§ Dataset
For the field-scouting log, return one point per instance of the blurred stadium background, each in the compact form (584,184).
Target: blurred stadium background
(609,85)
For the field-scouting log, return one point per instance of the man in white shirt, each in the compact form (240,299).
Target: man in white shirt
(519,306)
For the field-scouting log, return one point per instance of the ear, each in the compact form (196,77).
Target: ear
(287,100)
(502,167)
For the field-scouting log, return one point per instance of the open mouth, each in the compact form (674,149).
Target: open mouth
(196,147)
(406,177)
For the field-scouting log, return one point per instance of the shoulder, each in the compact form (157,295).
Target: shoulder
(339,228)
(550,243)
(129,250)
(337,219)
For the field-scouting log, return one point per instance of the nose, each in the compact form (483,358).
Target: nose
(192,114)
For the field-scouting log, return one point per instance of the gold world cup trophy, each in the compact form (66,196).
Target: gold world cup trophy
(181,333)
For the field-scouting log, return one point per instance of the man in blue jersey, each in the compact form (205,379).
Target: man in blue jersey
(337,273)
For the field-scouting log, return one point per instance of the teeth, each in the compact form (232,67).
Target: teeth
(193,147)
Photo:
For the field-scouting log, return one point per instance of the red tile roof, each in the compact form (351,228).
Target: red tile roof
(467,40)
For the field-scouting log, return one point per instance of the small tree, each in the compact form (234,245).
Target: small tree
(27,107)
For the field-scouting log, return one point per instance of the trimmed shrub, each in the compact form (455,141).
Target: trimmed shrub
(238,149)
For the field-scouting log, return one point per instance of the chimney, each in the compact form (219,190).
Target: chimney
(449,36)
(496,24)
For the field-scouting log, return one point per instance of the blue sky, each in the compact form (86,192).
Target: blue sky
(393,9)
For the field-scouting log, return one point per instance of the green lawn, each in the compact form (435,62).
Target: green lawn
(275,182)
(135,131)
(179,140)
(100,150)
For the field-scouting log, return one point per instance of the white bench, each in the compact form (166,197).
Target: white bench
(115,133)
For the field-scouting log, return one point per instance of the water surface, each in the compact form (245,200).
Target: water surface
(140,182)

§ Task item
All records shown above are to be given again verbatim.

§ Output
For the field-scouting log, return one point per instance of the blurred stadium background, each in the compact form (584,184).
Target: blurred stadium background
(609,85)
For the field-scouting log, return one point per instance of the man in white shirt, each in the compact form (240,299).
Target: man in white shirt
(519,306)
For the field-scouting log, return one point per instance of the ear, each in the compact form (196,77).
Target: ear
(287,100)
(502,167)
For the field-scouting log, return one point per instance of the open mouth, each in the compact form (674,149).
Target: open mouth
(196,147)
(406,177)
For the field-scouting log, return one point per instance of the shoulder, each in the compact form (157,295).
Target: shoulder
(339,228)
(550,243)
(129,250)
(337,219)
For the field-scouting log, return one point per instance of the nose, each in the compact form (483,358).
Target: nose
(192,114)
For the field-scouting log, return one point per instance of the gold world cup trophy, each in the compact form (66,196).
Target: gold world cup trophy
(181,333)
For the field-scouting log, return one point per instance of the man in blue jersey, each in the compact form (205,379).
Target: man in blue jersey
(337,273)
For the field-scouting log, return one point per instance of the teeth, each in the compact form (232,67).
Target: teeth
(193,147)
Photo:
For the field-scouting log, return one point per instance of the red tile roof, each in the compact form (351,228).
Target: red tile roof
(467,40)
For the field-scouting log, return one point per instance of the small tree, each in the compact form (234,245).
Target: small tree
(27,107)
For the field-scouting log, return one point per instance of the trimmed shrub, each in the compact form (455,141).
Target: trimmed shrub
(238,149)
For the field-scouting log, return one point per instance of the chimney, each in the compact form (219,190).
Target: chimney
(449,36)
(496,24)
For the field-scouting log, return one point per instance of the blue sky, each in the compact form (86,192).
Target: blue sky
(393,9)
For the field-scouting log, return one point per instance of the green lawn, each in the compact form (435,62).
Target: green lawn
(275,182)
(135,131)
(179,140)
(100,150)
For the field-scouting log, return one point per instance of the white bench, each in the compact form (166,197).
Target: white bench
(115,133)
For the field-scouting log, return one point per instance of the water surface, each in the compact form (245,200).
Target: water surface
(140,182)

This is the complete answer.